> **Extracted text**:
Content starts
In fact, now that I'm thinking about it, this question of morality in science is maybe what makes the book remain so popular and widely studied today. What makes somebody human is not their physical appearance, or how they were created, but the fact that they have a rational conciousness. But humans regulate who is human and who is treated decently by what they understand, what is familiar to them. The monster, by what he recounted to Dr Frankenstein at his home in the mountains, did have a human mind, and he sought merely to become apart of society (loneliness is nasty), but his initial abandonment by his creator (like being left by your own mother) and his constant (and often cruel) rejection by humans led him to become destructive...anyway I'm digressing, so yeah...I don't know what that has to do with anything. I was just letting my thoughts flow. What I mean is, the novel shows the human side of the monster, because all he wanted was a girlfriend.

Personally I think that Frankenstein's monster had just as much of a right to live than any human being. To me, the weak person was Victor Frankenstein, not his creation, and both lives were ruined. I remember feeling so sorry for the poor 'daemon' during his cold experiences with mankind. And so he killed people. Good for him.

Shea
09-04-2003, 03:45 PM
I felt very sorry for the monster too, especially after the cottagers treated him the way they did, but I don't think that really gave him the right to go ahead and kill people. On the other hand, we as readers don't know everything that the cottagers taught him and don't know if he really understood these murders to be as bad as just distraughting (is that a word?) his creator. I know that he must have collected a lot of info on good and bad by reading Milton, but I wasn't familiar with the other two works. It kind of puts you at an impass because you want to feel sorry for the creature because of the way he was treated and the fact that he's only a couple of years old, but he commits all these heinous crimes. It also doesn't help as Arteum pointed out that the novel isn't well written though the story is wonderful. The writing is very choppy and the gothic style is one that always leaves peices out.

Munro, you made a good point that rational conciousness is what makes us human, and in this story it's easy too forget that and get caught up in the "experiment". Thanks! ;)

Admin
09-04-2003, 08:51 PM
Here is something to discuss:

There was no monster, there was only Dr. Frankenstein. Its all in his mind and he has a split personality and performed the murders during psychotic breaks.

Wilfred
09-04-2003, 09:45 PM
Here is something to discuss:

There was no monster, there was only Dr. Frankenstein. Its all in his mind and he has a split personality and performed the murders during psychotic breaks.

Why would you wnat to discuss this?

Shea
09-05-2003, 08:48 AM
We touched on that in class actually. And that easily could be the case for most of the story, except for Walton. He's just simply writing letters to his sister, but he sees the monster both at the beginning (though it was just a far away glimps) and at the end. Unless Frankenstien also became Walton, and wrote about his own death just before he committed suicide. But then Walton would have to die. Aghh!
Content ends
Please output the stretch of the Frankenstein discussion above from "Why would you" through "to die. Aghh!", copied word for word.

> **Dataset excerpts**:
Content starts
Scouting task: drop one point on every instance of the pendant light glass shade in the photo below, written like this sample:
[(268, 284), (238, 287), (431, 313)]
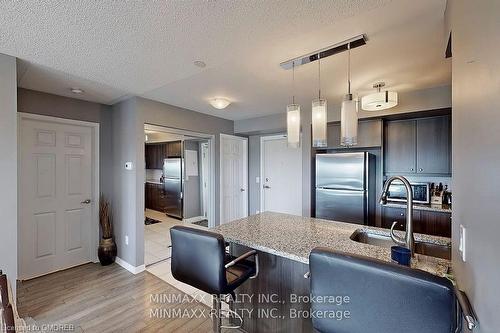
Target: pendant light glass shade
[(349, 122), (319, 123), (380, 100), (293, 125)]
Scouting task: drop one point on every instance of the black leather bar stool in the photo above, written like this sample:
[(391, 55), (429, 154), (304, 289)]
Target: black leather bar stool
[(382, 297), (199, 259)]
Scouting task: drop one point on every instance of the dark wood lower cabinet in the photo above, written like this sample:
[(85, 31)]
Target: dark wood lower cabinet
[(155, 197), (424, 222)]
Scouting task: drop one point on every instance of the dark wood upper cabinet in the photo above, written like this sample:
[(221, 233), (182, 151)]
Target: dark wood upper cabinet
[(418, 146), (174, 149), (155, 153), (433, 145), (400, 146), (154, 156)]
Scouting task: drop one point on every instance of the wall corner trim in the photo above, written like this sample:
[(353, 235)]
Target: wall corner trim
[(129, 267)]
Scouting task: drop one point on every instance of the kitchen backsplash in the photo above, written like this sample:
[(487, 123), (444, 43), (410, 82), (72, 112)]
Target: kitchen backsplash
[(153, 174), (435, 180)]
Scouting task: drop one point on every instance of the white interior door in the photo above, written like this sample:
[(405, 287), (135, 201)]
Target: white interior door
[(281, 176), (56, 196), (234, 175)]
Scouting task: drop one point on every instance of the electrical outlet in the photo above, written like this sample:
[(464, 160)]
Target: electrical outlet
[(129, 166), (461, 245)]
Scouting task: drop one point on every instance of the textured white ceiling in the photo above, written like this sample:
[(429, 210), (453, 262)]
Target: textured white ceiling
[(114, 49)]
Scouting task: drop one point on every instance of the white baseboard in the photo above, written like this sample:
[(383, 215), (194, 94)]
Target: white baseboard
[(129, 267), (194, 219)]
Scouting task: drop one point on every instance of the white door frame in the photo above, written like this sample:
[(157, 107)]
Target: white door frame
Content ends
> **Answer to the exercise**:
Why would you wnat to discuss this?

Shea
09-05-2003, 08:48 AM
We touched on that in class actually. And that easily could be the case for most of the story, except for Walton. He's just simply writing letters to his sister, but he sees the monster both at the beginning (though it was just a far away glimps) and at the end. Unless Frankenstien also became Walton, and wrote about his own death just before he committed suicide. But then Walton would have to die. Aghh!